#### [Text shown]
------------------------------------

2012 CAF Confederation Cup

Tournament details
- Dates: 18 February – 25 November 2012
- Teams: 48+8 (from 37 associations)

Final positions
- Champions: AC Léopards (1st title)
- Runners-up: Djoliba

Tournament statistics
- Matches played: 124
- Goals scored: 285 (2.3 per match)
- Top scorer(s): Rudy Ndey Ismaïla Diarra Edward Sadomba (5 goals)

= 2012 CAF Confederation Cup =

The 2012 CAF Confederation Cup (also known as the 2012 Orange CAF Confederation Cup for sponsorship reasons) was the 9th edition of the CAF Confederation Cup, Africa's secondary club football competition organized by the Confederation of African Football (CAF).

AC Léopards from the Republic of the Congo won their first title, defeating Djoliba from Mali with a 4–3 win on aggregate in the final. They earned the right to play in the 2013 CAF Super Cup.

------------------------------------

#### [Raw records]
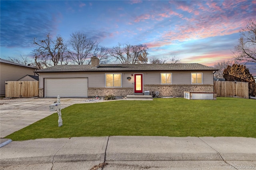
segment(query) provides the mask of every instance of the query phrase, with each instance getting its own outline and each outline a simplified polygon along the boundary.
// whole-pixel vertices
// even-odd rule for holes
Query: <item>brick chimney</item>
[[[97,68],[100,65],[100,59],[96,56],[96,55],[94,54],[93,56],[91,58],[91,62],[92,68]]]

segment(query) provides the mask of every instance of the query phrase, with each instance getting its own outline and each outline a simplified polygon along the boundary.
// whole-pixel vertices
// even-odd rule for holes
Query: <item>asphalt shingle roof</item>
[[[128,71],[216,71],[214,68],[202,64],[101,64],[97,68],[91,65],[58,65],[38,70],[37,73],[63,72],[106,72]]]

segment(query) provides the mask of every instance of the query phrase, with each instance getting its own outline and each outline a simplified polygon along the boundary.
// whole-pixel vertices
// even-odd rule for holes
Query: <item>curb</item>
[[[4,141],[3,143],[1,143],[1,144],[0,144],[0,148],[2,148],[2,147],[6,145],[9,144],[12,142],[12,139],[8,139],[7,140]]]

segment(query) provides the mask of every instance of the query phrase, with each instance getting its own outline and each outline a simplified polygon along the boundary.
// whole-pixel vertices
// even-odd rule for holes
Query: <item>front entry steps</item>
[[[127,95],[126,100],[153,100],[150,95]]]

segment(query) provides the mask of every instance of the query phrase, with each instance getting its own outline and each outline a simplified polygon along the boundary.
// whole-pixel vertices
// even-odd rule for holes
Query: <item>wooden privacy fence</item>
[[[39,81],[5,82],[6,97],[31,97],[38,96]]]
[[[248,82],[214,81],[214,90],[217,97],[249,99]]]

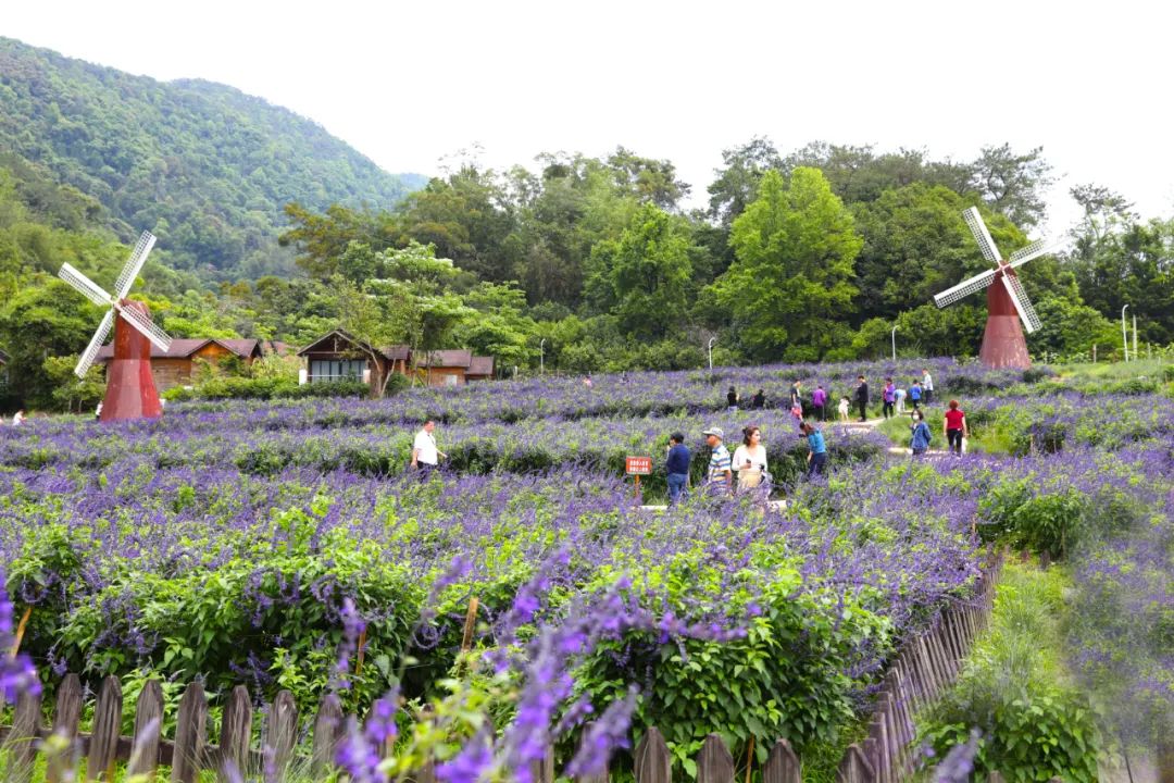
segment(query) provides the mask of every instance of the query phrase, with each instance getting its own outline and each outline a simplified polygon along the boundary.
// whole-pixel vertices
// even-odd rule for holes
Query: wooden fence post
[[[791,743],[780,740],[767,756],[767,765],[762,768],[762,783],[799,783],[801,770],[799,757],[791,749]]]
[[[297,742],[297,704],[294,702],[294,694],[281,690],[277,698],[269,708],[269,718],[265,721],[265,748],[272,754],[272,767],[277,774],[277,779],[284,778],[285,767],[290,756],[294,755],[294,745]]]
[[[636,783],[669,783],[673,779],[673,760],[664,736],[656,728],[645,731],[636,745],[635,762]]]
[[[734,757],[716,734],[706,737],[697,755],[697,783],[734,783]]]
[[[154,723],[154,727],[151,725]],[[150,733],[148,734],[148,729]],[[158,744],[163,735],[163,688],[149,680],[135,706],[135,737],[131,743],[130,775],[155,776],[158,768]]]
[[[872,764],[869,763],[858,744],[852,743],[848,747],[844,761],[839,762],[839,769],[836,770],[836,781],[837,783],[873,783],[876,781],[876,770],[872,769]]]
[[[180,700],[175,725],[175,751],[171,754],[171,783],[196,783],[204,760],[208,722],[208,698],[203,686],[193,682]]]
[[[343,735],[343,707],[335,694],[326,694],[318,706],[318,715],[313,720],[313,750],[310,761],[310,775],[315,779],[325,777],[335,765],[335,754],[338,740]]]
[[[89,735],[89,760],[86,762],[87,781],[96,781],[102,774],[106,779],[113,779],[121,734],[122,683],[112,674],[102,679],[102,688],[97,693],[94,730]]]
[[[221,720],[220,757],[216,760],[217,777],[228,783],[231,779],[229,769],[239,777],[248,775],[249,740],[252,737],[252,700],[249,689],[237,686],[229,694],[224,706],[224,717]]]
[[[61,681],[58,688],[58,708],[53,715],[53,734],[67,741],[67,747],[60,754],[49,757],[45,771],[48,783],[61,783],[73,779],[73,770],[77,758],[77,721],[81,720],[81,680],[72,671]]]
[[[7,653],[0,652],[0,655]],[[35,696],[22,693],[16,696],[16,711],[13,715],[12,731],[5,740],[5,748],[11,752],[9,771],[13,781],[29,781],[33,777],[33,758],[36,756],[36,737],[41,730],[41,694]]]

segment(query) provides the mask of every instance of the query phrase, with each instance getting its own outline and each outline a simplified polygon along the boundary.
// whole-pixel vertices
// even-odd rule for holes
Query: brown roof
[[[493,374],[493,357],[492,356],[474,356],[472,362],[468,363],[468,370],[465,371],[466,376],[485,376],[488,378]]]
[[[346,333],[342,329],[336,329],[333,331],[326,332],[318,339],[313,340],[304,349],[298,351],[297,355],[305,356],[306,353],[310,352],[336,353],[337,351],[335,350],[335,346],[337,345],[337,340],[339,339],[350,343],[351,345],[357,345],[364,351],[371,349],[371,346],[364,343],[363,340],[356,339],[353,336]],[[326,343],[326,340],[330,342],[325,346],[322,346],[322,344]],[[407,362],[407,359],[411,358],[412,355],[411,350],[406,345],[387,345],[385,347],[380,347],[377,350],[379,351],[379,353],[382,353],[385,358],[387,358],[391,362]]]
[[[249,358],[257,350],[256,339],[217,339],[208,337],[181,337],[173,339],[166,351],[154,343],[150,344],[150,358],[153,359],[185,359],[209,343],[216,343],[241,358]],[[114,343],[103,345],[97,350],[97,359],[113,359]]]
[[[473,360],[473,352],[465,349],[457,349],[451,351],[427,351],[424,355],[424,360],[420,362],[421,367],[465,367]]]

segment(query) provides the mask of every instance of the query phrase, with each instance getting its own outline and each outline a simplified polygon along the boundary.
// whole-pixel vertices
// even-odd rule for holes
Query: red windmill
[[[113,325],[114,360],[106,370],[102,421],[155,418],[163,413],[155,379],[150,374],[150,344],[154,343],[166,351],[171,344],[171,338],[150,319],[147,305],[126,298],[154,247],[154,235],[143,231],[134,252],[119,274],[119,281],[115,283],[116,296],[107,293],[69,264],[62,264],[61,271],[58,272],[61,279],[77,289],[87,299],[109,308],[74,369],[79,378],[86,377]]]
[[[1003,258],[999,255],[999,249],[994,247],[994,239],[986,230],[986,224],[983,223],[978,209],[971,207],[962,215],[966,218],[971,234],[978,241],[983,257],[996,266],[938,293],[933,297],[933,303],[944,308],[965,296],[986,289],[986,330],[983,332],[983,346],[978,351],[978,358],[989,367],[1027,369],[1031,366],[1031,357],[1027,355],[1024,330],[1031,335],[1043,324],[1040,324],[1035,308],[1027,298],[1023,284],[1016,277],[1016,268],[1026,264],[1032,258],[1043,256],[1051,249],[1051,245],[1044,239],[1037,239],[1026,248],[1016,250],[1011,254],[1011,258]],[[1001,285],[994,285],[996,281],[1001,281]],[[1021,328],[1019,322],[1023,322]]]

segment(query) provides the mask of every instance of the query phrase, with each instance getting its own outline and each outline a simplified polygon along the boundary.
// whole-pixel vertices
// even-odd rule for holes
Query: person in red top
[[[970,431],[966,427],[966,413],[958,407],[958,400],[950,400],[950,410],[946,411],[943,426],[946,431],[946,443],[950,444],[950,451],[960,457],[962,439],[969,438]]]

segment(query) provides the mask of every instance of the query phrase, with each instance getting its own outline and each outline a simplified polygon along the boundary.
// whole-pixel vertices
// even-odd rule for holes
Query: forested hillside
[[[15,148],[0,149],[0,349],[7,393],[38,406],[100,318],[53,275],[68,261],[110,284],[117,239],[144,227],[161,242],[134,295],[174,337],[304,345],[340,326],[578,373],[699,367],[710,340],[717,364],[876,358],[896,326],[898,353],[973,356],[985,297],[932,304],[989,268],[962,212],[978,207],[1011,254],[1038,235],[1052,180],[1041,149],[943,161],[755,136],[708,184],[618,147],[508,169],[465,157],[404,196],[318,126],[231,88],[11,41],[0,66]],[[1071,195],[1071,248],[1021,270],[1044,324],[1030,351],[1109,358],[1125,304],[1142,344],[1174,342],[1174,218],[1097,184]]]
[[[160,82],[0,38],[0,150],[160,237],[205,279],[288,266],[274,242],[297,201],[391,208],[420,177],[379,169],[322,126],[224,85]]]

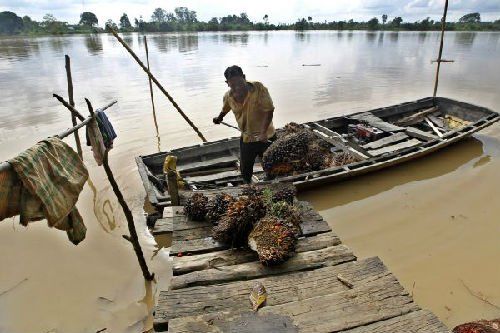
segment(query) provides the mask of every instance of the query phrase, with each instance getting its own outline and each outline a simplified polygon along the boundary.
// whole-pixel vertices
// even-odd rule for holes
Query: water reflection
[[[249,35],[246,32],[241,34],[228,33],[222,34],[221,38],[224,43],[233,44],[235,46],[246,46],[248,45]]]
[[[455,35],[455,44],[464,46],[469,49],[474,45],[477,32],[459,32]]]
[[[103,51],[101,35],[87,35],[85,36],[85,47],[91,55],[101,54]]]
[[[29,38],[0,38],[0,58],[19,61],[39,53],[37,40]]]
[[[399,40],[399,32],[397,31],[390,32],[389,39],[391,40],[391,42],[397,43]]]
[[[198,34],[180,35],[179,52],[190,52],[198,50]]]
[[[377,38],[377,33],[369,31],[366,33],[366,40],[370,43],[373,43],[375,41],[375,38]]]

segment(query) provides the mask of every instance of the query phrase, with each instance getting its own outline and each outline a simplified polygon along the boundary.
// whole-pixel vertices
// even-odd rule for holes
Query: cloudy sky
[[[260,21],[265,14],[272,23],[294,22],[312,16],[314,21],[368,20],[387,14],[404,21],[421,20],[427,16],[439,19],[444,0],[0,0],[0,11],[9,10],[20,16],[41,20],[46,13],[69,23],[77,23],[82,11],[94,12],[100,25],[108,19],[118,21],[127,13],[131,21],[143,16],[149,20],[157,7],[173,11],[185,6],[195,10],[199,20],[246,12],[251,20]],[[500,19],[500,0],[450,0],[450,20],[464,14],[480,12],[483,21]]]

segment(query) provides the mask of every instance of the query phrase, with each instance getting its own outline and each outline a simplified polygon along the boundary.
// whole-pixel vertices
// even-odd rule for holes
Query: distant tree
[[[0,13],[0,34],[14,34],[23,28],[23,19],[13,12]]]
[[[368,29],[376,30],[378,27],[378,18],[374,17],[370,21],[368,21]]]
[[[95,16],[92,12],[83,12],[80,14],[80,23],[81,25],[87,25],[89,27],[93,27],[97,25],[99,20],[97,20],[97,16]]]
[[[113,22],[112,19],[109,19],[106,21],[105,30],[106,32],[111,32],[111,29],[113,29],[114,31],[118,31],[118,26],[115,22]]]
[[[167,21],[167,11],[163,8],[156,8],[151,15],[151,21],[163,23]]]
[[[403,19],[400,16],[397,16],[394,18],[394,20],[392,20],[392,24],[397,28],[399,28],[401,22],[403,22]]]
[[[462,16],[458,22],[460,23],[479,23],[481,22],[481,14],[479,13],[470,13]]]
[[[128,19],[128,15],[126,13],[123,13],[122,17],[120,17],[120,28],[121,29],[132,28],[132,24],[130,24],[130,20]]]

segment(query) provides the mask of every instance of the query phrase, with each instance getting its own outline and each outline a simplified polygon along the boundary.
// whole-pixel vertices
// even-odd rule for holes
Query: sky
[[[139,18],[149,21],[155,8],[173,12],[175,7],[188,7],[197,12],[198,19],[246,12],[254,21],[269,16],[271,23],[292,23],[298,18],[311,16],[315,22],[354,19],[367,21],[387,14],[389,20],[401,16],[406,22],[430,17],[439,20],[444,0],[0,0],[0,11],[13,11],[19,16],[28,15],[41,21],[46,13],[70,24],[78,23],[80,13],[90,11],[97,15],[99,25],[108,19],[119,21],[127,13],[130,21]],[[456,21],[470,12],[481,13],[483,21],[500,19],[500,0],[450,0],[448,21]]]

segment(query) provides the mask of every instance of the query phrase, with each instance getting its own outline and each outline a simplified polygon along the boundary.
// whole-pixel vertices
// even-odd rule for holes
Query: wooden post
[[[73,79],[71,78],[71,60],[67,54],[64,55],[64,59],[66,62],[66,66],[65,66],[66,67],[66,79],[68,80],[69,104],[72,107],[75,107],[75,100],[73,99]],[[74,113],[71,114],[71,122],[73,124],[73,127],[76,126],[76,115]],[[80,156],[80,158],[83,159],[82,144],[80,143],[80,136],[78,135],[78,131],[75,131],[74,135],[75,135],[76,150],[78,151],[78,156]]]
[[[150,70],[150,68],[149,68],[148,39],[146,36],[144,36],[144,46],[146,48],[146,62],[148,64],[148,70]],[[155,101],[154,101],[154,95],[153,95],[153,82],[151,81],[151,78],[149,76],[148,76],[148,81],[149,81],[149,92],[151,95],[151,104],[153,105],[153,120],[155,122],[155,128],[156,128],[156,139],[158,140],[158,152],[160,152],[161,151],[160,131],[158,130],[158,121],[156,120]]]
[[[172,202],[172,206],[180,206],[179,199],[179,187],[177,184],[177,172],[174,170],[167,171],[167,185],[168,185],[168,194],[170,194],[170,201]]]
[[[90,104],[90,101],[86,98],[85,98],[85,101],[87,102],[90,116],[93,118],[94,117],[94,109],[92,108],[92,104]],[[130,237],[124,236],[124,238],[126,240],[130,241],[132,243],[132,246],[134,247],[134,251],[135,251],[135,254],[137,255],[137,260],[139,261],[139,266],[141,267],[142,275],[144,276],[144,279],[146,279],[147,281],[151,281],[154,279],[154,274],[151,274],[149,272],[148,265],[146,264],[146,260],[144,259],[144,253],[142,252],[141,244],[139,243],[139,237],[137,236],[137,231],[135,230],[134,217],[132,215],[132,212],[130,211],[130,208],[128,207],[127,203],[125,202],[125,199],[123,198],[123,194],[120,191],[118,184],[116,183],[113,172],[111,171],[111,168],[109,167],[108,150],[107,149],[104,153],[103,166],[104,166],[104,171],[106,172],[106,175],[108,176],[108,180],[111,184],[111,187],[113,188],[113,192],[115,192],[115,195],[118,199],[118,202],[122,206],[123,213],[125,214],[125,218],[127,219]]]
[[[132,58],[134,58],[134,60],[139,64],[139,66],[141,66],[142,70],[144,72],[146,72],[146,74],[148,74],[149,78],[156,84],[156,86],[158,87],[158,89],[160,89],[160,91],[168,98],[168,100],[170,101],[170,103],[172,103],[172,105],[177,110],[177,112],[180,113],[180,115],[182,116],[182,118],[184,118],[184,120],[189,124],[189,126],[191,126],[191,128],[196,132],[196,134],[198,134],[198,136],[200,137],[200,139],[203,142],[207,142],[207,139],[205,139],[205,137],[203,136],[203,134],[201,134],[201,132],[198,129],[198,127],[196,127],[195,124],[184,113],[184,111],[181,110],[181,108],[179,107],[179,105],[177,105],[177,103],[174,101],[174,99],[172,98],[172,96],[170,96],[170,94],[165,90],[165,88],[163,88],[163,86],[154,77],[154,75],[151,74],[151,72],[149,71],[149,69],[146,66],[144,66],[144,64],[142,63],[142,61],[139,59],[139,57],[137,57],[137,55],[135,54],[135,52],[132,51],[132,49],[130,48],[130,46],[128,46],[127,43],[125,43],[123,41],[123,39],[120,36],[118,36],[118,33],[115,30],[111,29],[111,33],[113,34],[113,36],[115,36],[115,38],[118,40],[118,42],[120,42],[120,44],[123,45],[123,47],[128,51],[128,53],[130,53],[130,55],[132,56]]]
[[[432,95],[434,98],[436,97],[437,87],[439,84],[439,69],[441,68],[441,57],[443,55],[444,29],[446,27],[446,14],[447,13],[448,13],[448,0],[445,0],[443,19],[441,21],[441,43],[439,45],[439,55],[438,55],[438,59],[437,59],[438,66],[437,66],[437,70],[436,70],[436,80],[434,82],[434,94]]]

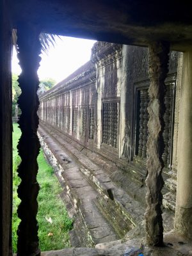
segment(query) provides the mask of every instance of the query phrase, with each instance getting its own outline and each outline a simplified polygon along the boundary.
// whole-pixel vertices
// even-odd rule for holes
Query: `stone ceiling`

------------------------------------

#### [Your tasks]
**a.** In the 2012 CAF Confederation Cup text, reproduce the passage starting at "- Top scorer(s): Rudy" and ending at "CAF Super Cup.", substituting "Djoliba AC" for "Djoliba".
**b.** Condense the paragraph of the 2012 CAF Confederation Cup text that begins "AC Léopards from the Republic of the Congo" into a short bulleted list that keeps its main facts.

#### [Solved problems]
**a.**
- Top scorer(s): Rudy Ndey Ismaïla Diarra Edward Sadomba (5 goals)

= 2012 CAF Confederation Cup =

The 2012 CAF Confederation Cup (also known as the 2012 Orange CAF Confederation Cup for sponsorship reasons) was the 9th edition of the CAF Confederation Cup, Africa's secondary club football competition organized by the Confederation of African Football (CAF).

AC Léopards from the Republic of the Congo won their first title, defeating Djoliba AC from Mali with a 4–3 win on aggregate in the final. They earned the right to play in the 2013 CAF Super Cup.

**b.**
- Winner: AC Léopards (Republic of the Congo), their first title
- Final: beat Djoliba (Mali) 4–3 on aggregate
- Reward: a place in the 2013 CAF Super Cup